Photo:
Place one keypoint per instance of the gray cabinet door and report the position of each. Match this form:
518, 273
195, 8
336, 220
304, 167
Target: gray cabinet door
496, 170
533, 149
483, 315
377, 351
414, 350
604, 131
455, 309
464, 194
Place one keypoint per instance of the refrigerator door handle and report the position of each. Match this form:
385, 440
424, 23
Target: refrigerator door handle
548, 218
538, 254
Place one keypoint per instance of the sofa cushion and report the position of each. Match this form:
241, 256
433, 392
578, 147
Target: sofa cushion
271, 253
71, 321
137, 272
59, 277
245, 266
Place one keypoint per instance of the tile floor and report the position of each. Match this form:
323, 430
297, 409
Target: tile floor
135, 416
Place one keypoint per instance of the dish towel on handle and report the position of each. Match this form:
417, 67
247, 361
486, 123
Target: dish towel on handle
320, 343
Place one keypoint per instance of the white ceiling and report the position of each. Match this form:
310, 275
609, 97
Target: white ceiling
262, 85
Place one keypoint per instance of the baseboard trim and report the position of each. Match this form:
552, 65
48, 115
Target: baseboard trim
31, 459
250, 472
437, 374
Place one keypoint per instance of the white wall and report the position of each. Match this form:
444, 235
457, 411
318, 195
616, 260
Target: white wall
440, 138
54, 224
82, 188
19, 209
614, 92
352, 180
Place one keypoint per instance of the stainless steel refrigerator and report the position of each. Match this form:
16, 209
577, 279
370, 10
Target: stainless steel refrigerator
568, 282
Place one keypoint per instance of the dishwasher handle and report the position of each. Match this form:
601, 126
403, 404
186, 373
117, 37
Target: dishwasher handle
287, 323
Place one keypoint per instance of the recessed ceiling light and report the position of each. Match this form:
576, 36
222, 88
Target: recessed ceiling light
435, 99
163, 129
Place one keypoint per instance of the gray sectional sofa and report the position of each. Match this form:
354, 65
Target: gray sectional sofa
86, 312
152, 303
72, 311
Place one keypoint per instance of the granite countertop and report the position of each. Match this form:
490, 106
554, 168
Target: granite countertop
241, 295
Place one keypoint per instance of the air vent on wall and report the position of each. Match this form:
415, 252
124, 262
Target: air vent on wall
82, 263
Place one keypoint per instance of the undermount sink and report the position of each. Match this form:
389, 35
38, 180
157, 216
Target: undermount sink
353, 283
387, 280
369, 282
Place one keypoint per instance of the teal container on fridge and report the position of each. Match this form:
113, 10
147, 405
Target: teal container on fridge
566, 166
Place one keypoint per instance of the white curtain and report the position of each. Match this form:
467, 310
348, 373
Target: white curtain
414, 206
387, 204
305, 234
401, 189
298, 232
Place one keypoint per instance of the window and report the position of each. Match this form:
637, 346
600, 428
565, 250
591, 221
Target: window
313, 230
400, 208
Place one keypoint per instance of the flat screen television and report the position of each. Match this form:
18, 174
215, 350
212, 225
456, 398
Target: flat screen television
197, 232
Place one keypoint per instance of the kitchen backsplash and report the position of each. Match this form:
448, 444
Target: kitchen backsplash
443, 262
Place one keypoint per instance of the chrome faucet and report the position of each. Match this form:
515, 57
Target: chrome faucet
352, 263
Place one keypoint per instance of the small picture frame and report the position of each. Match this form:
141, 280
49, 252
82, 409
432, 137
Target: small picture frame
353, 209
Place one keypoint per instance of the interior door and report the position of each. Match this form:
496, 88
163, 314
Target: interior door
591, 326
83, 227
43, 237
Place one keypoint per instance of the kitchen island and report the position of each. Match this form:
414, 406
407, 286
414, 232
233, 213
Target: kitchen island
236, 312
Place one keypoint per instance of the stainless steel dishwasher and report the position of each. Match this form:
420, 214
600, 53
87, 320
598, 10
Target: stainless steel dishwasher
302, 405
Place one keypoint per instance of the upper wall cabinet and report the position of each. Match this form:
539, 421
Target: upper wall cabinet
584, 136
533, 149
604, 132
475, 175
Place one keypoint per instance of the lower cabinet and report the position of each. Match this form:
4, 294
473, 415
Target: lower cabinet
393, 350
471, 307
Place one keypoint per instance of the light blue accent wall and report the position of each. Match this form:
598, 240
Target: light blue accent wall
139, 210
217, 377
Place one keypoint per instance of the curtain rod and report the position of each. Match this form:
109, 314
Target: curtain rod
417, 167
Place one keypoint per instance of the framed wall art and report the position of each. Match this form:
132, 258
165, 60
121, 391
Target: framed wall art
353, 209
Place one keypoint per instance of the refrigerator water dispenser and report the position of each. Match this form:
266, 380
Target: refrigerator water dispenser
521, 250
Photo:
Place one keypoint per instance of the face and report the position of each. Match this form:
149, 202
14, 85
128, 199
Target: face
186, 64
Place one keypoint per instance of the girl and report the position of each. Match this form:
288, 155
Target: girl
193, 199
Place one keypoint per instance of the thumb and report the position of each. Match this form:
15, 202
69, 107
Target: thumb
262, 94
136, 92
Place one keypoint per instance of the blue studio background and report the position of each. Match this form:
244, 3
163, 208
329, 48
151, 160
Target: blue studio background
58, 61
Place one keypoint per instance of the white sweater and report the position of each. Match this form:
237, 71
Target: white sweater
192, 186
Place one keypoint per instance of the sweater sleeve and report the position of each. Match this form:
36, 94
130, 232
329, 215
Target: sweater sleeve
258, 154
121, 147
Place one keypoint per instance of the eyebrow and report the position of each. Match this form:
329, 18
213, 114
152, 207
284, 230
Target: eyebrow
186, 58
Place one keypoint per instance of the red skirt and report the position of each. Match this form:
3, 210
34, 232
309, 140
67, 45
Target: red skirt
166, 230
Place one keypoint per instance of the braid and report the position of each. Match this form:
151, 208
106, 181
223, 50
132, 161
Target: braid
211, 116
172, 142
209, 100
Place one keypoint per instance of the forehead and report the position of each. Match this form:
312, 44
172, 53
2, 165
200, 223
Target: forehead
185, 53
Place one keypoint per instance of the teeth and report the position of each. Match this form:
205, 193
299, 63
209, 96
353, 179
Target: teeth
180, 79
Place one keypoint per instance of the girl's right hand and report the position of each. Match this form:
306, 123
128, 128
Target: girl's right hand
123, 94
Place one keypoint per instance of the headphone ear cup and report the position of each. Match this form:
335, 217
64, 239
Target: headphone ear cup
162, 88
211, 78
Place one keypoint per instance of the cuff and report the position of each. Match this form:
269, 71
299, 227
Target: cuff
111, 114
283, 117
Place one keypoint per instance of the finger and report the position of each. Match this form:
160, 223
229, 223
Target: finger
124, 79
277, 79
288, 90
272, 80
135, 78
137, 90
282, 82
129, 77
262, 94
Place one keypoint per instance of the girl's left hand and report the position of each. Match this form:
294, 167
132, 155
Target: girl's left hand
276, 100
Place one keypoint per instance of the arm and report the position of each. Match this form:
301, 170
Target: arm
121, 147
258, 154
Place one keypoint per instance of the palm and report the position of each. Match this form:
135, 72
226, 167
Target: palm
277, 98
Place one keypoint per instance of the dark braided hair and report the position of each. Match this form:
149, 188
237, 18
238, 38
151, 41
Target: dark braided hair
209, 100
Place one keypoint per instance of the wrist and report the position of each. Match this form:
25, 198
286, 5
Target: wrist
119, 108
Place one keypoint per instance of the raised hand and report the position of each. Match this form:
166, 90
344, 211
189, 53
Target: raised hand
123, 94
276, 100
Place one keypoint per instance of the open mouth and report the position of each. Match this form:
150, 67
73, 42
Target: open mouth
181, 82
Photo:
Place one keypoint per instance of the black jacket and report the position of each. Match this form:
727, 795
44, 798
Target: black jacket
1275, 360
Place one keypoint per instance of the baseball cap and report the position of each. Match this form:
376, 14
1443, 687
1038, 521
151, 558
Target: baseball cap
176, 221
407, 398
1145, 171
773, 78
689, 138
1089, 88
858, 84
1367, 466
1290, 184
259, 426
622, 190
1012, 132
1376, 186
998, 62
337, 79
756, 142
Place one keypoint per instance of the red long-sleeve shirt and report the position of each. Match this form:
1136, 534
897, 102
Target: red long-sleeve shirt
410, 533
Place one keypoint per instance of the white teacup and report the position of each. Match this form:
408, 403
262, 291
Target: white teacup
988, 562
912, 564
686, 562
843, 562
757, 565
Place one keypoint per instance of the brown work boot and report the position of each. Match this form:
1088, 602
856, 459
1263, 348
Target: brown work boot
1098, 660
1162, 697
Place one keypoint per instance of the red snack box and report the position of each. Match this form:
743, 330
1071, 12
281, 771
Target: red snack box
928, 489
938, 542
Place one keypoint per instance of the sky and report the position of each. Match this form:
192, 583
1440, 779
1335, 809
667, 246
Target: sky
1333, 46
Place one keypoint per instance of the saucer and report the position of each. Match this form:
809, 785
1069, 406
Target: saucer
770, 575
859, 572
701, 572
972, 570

• • •

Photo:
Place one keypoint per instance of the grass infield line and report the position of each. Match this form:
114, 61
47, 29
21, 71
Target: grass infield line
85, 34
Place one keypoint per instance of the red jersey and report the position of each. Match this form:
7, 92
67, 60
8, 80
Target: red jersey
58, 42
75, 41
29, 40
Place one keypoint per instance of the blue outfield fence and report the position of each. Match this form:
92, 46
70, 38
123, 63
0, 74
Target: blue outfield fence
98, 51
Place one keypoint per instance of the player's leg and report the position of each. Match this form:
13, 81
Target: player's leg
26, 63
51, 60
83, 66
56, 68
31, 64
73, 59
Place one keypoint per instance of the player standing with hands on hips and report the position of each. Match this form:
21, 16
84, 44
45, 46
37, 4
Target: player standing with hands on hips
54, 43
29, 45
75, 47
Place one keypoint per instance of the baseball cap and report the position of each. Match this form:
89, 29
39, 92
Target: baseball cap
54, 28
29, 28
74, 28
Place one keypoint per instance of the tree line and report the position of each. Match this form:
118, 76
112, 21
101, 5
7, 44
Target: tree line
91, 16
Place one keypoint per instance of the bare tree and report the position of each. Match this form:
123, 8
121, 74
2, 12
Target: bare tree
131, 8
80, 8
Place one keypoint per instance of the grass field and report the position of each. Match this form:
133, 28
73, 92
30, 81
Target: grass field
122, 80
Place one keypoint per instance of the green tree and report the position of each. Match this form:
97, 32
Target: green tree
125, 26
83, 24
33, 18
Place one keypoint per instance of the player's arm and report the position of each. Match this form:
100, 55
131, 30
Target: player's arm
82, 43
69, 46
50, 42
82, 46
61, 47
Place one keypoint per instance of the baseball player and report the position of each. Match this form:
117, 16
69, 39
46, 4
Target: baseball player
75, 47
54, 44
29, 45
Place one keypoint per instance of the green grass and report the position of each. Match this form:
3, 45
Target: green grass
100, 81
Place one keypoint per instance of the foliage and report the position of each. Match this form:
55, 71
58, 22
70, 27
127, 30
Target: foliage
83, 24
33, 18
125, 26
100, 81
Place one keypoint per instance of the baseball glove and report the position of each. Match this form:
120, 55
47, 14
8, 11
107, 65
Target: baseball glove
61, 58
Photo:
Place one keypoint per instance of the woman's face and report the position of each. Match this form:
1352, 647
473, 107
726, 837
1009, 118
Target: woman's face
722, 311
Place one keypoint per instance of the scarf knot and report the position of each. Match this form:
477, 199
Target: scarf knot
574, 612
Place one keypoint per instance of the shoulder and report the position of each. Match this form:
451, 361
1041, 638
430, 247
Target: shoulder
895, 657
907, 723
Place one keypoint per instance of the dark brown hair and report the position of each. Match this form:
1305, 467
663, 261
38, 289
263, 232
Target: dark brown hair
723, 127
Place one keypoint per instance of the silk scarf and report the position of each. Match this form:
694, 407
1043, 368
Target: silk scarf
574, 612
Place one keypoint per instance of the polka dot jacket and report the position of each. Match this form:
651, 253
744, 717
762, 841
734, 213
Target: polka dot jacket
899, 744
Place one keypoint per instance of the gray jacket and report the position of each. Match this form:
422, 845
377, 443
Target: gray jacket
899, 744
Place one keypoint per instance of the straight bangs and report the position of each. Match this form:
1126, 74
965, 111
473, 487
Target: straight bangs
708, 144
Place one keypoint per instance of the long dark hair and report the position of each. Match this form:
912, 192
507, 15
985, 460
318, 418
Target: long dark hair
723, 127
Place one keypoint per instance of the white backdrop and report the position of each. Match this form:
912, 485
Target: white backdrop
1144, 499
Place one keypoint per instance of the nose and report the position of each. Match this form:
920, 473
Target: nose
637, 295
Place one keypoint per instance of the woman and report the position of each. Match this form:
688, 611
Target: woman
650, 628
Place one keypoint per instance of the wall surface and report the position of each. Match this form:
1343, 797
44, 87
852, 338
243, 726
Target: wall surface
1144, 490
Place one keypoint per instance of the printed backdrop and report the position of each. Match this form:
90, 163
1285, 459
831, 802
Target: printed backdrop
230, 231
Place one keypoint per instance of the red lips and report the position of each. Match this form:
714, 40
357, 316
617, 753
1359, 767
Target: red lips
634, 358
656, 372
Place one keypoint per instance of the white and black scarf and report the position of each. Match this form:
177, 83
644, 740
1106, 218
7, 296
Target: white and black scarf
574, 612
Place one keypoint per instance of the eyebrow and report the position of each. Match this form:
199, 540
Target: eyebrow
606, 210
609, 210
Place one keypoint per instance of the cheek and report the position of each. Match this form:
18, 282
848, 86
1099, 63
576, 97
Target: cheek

• • •

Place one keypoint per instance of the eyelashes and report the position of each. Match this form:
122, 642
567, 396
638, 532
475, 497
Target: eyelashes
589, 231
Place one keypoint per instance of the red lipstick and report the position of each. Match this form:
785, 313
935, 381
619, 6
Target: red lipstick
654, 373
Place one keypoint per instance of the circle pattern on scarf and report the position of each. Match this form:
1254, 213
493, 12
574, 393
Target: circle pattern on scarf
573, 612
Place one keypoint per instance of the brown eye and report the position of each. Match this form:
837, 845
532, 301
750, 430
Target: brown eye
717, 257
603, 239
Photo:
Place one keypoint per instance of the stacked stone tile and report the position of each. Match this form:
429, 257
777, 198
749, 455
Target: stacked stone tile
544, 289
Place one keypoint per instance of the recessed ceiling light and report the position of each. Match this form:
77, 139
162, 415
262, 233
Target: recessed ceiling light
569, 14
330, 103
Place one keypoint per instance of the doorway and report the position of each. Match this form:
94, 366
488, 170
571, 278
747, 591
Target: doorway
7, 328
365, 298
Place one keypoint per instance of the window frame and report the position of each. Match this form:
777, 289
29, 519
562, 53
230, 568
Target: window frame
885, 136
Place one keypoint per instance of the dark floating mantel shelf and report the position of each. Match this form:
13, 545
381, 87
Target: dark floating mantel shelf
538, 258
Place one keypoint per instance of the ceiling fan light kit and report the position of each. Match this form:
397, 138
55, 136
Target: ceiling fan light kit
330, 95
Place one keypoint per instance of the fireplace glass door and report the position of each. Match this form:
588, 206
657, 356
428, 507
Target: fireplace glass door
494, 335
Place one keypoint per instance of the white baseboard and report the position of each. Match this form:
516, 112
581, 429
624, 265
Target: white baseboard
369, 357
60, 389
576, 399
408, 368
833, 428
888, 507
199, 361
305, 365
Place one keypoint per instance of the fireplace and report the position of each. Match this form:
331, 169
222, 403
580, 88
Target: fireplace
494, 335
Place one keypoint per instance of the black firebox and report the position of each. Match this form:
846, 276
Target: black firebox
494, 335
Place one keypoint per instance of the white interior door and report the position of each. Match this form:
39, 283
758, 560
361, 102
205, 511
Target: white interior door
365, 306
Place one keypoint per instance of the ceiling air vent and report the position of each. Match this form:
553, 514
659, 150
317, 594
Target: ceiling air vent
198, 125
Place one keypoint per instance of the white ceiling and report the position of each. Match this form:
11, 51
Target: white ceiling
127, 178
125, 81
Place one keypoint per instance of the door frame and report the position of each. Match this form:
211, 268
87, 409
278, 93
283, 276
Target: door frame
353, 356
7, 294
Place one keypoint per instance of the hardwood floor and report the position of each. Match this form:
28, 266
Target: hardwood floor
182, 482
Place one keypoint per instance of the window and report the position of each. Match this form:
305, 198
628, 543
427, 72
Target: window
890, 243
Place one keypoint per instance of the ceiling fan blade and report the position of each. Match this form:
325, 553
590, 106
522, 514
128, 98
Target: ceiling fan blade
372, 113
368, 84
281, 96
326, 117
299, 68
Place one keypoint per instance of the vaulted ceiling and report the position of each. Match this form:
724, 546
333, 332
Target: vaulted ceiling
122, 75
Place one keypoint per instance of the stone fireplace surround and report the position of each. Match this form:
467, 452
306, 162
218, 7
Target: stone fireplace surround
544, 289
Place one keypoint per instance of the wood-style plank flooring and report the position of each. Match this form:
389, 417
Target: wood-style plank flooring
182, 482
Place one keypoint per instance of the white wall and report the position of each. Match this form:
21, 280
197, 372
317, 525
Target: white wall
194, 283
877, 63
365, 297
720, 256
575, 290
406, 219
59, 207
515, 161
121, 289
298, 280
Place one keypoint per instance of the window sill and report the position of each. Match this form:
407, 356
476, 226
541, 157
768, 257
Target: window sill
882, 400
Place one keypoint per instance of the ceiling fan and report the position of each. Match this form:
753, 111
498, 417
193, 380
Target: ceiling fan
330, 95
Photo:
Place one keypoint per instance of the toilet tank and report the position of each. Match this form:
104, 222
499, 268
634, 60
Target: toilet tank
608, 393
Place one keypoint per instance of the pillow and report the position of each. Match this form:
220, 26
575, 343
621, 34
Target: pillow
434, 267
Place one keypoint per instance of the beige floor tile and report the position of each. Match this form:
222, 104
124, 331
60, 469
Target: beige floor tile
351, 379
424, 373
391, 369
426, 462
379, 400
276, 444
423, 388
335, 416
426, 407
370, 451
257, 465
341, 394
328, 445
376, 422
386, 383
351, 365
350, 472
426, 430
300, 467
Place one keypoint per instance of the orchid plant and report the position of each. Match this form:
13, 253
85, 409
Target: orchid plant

• • •

EXERCÍCIO PROPOSTO: Quantas linhas dos registros contêm a palavra "lower"? Responda apenas com o número.

RESOLUÇÃO DO EXERCÍCIO: 2